*** Opening of Data under study ***

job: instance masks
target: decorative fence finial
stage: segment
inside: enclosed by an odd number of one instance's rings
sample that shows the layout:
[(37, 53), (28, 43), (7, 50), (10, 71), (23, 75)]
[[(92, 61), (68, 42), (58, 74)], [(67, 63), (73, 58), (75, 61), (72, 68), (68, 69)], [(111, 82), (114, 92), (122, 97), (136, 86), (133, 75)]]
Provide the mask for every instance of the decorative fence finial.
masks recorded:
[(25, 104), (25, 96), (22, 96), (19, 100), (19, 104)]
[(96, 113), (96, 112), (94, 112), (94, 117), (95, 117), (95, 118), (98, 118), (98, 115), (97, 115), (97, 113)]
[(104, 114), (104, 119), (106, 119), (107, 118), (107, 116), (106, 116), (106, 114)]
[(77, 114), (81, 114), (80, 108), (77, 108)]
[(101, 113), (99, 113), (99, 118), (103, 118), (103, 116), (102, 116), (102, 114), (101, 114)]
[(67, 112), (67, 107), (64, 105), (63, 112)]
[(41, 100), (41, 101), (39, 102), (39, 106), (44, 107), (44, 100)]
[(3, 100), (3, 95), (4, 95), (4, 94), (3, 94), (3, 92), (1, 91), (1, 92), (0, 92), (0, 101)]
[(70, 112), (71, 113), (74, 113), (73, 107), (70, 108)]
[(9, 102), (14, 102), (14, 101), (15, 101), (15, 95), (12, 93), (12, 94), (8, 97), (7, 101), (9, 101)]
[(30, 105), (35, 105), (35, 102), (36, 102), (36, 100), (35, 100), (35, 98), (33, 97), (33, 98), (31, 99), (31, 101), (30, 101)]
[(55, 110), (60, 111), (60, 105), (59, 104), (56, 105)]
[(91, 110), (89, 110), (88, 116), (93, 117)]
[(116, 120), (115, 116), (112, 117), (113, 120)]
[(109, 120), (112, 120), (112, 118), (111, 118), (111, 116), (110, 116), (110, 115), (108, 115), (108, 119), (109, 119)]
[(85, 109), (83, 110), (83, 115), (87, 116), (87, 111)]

*** Close of Data under study ***

*To do*
Go through the records line by line, and copy each line that holds the string "finial".

*Exercise result*
target: decorative fence finial
Provide the mask for every instance of the decorative fence finial.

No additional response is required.